[Dataset entries]
++++++++++++++++++++
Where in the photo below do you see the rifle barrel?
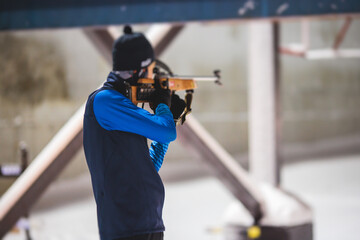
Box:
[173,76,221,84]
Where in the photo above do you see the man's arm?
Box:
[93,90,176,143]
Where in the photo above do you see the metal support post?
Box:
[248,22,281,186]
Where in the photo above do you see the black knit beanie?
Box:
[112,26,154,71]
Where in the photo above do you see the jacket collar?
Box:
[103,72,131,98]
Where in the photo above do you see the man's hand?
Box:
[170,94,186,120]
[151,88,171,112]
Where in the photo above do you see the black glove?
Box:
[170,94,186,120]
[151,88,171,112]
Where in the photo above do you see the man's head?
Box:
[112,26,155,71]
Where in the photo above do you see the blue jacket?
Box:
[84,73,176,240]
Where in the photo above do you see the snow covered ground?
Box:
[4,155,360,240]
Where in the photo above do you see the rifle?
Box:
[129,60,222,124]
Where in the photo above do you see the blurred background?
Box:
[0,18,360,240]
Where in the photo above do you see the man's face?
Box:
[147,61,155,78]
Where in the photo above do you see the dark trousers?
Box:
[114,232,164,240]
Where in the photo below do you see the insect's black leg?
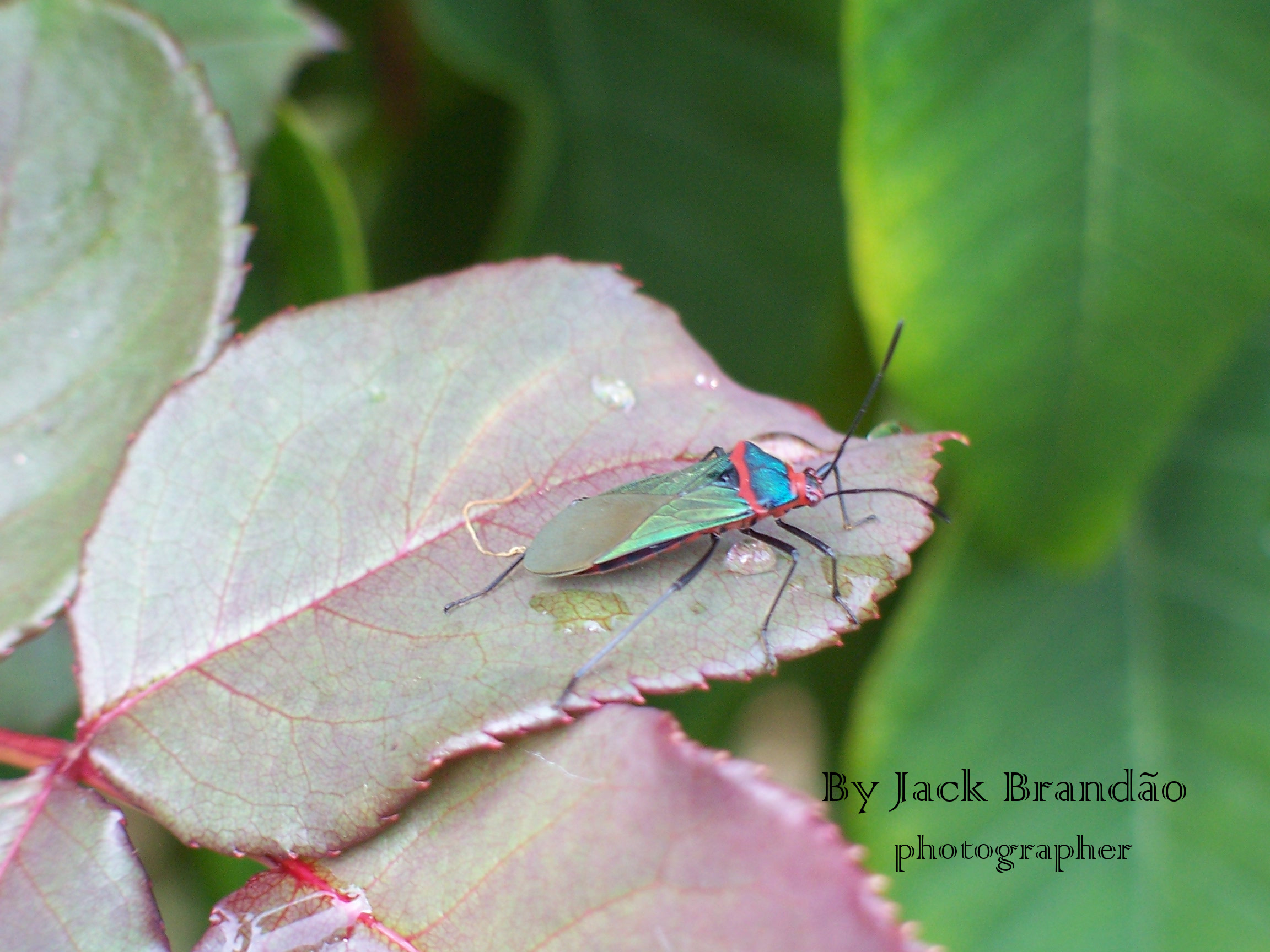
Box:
++++++++++++++++++++
*Written instruction*. Copy the listing above line for line, but leave out the pictures.

*Response below*.
Where in the photo below do you see the rifle barrel?
Box:
[173,76,221,84]
Where in the photo above do you see the man's arm?
Box:
[93,90,176,143]
Where in the photo above do you see the metal support post?
Box:
[248,22,281,186]
Where in the photo above do you see the black knit beanie?
Box:
[112,26,154,71]
Where in the photo above do you see the jacket collar?
Box:
[103,72,131,98]
Where in the photo above do you see the man's hand?
Box:
[170,94,186,120]
[151,88,171,112]
Where in the photo above do you see the black glove?
Box:
[170,94,186,120]
[151,88,171,112]
Where in the photo above do you see the man's head?
Box:
[112,26,155,71]
Where in the photo above do you see the blue jacket?
Box:
[84,73,176,240]
Where in the photo above do you see the snow covered ground?
Box:
[4,155,360,240]
Where in the photo above do you see the rifle?
Box:
[129,60,222,124]
Where in the photo above do you see the blurred background?
Box:
[0,18,360,240]
Where in the photo above do you see the man's face?
Box:
[147,61,155,78]
Where in the photo above do you see the dark trousers?
Box:
[114,232,164,240]
Where in the photo below do you see the insect's black leg?
Box:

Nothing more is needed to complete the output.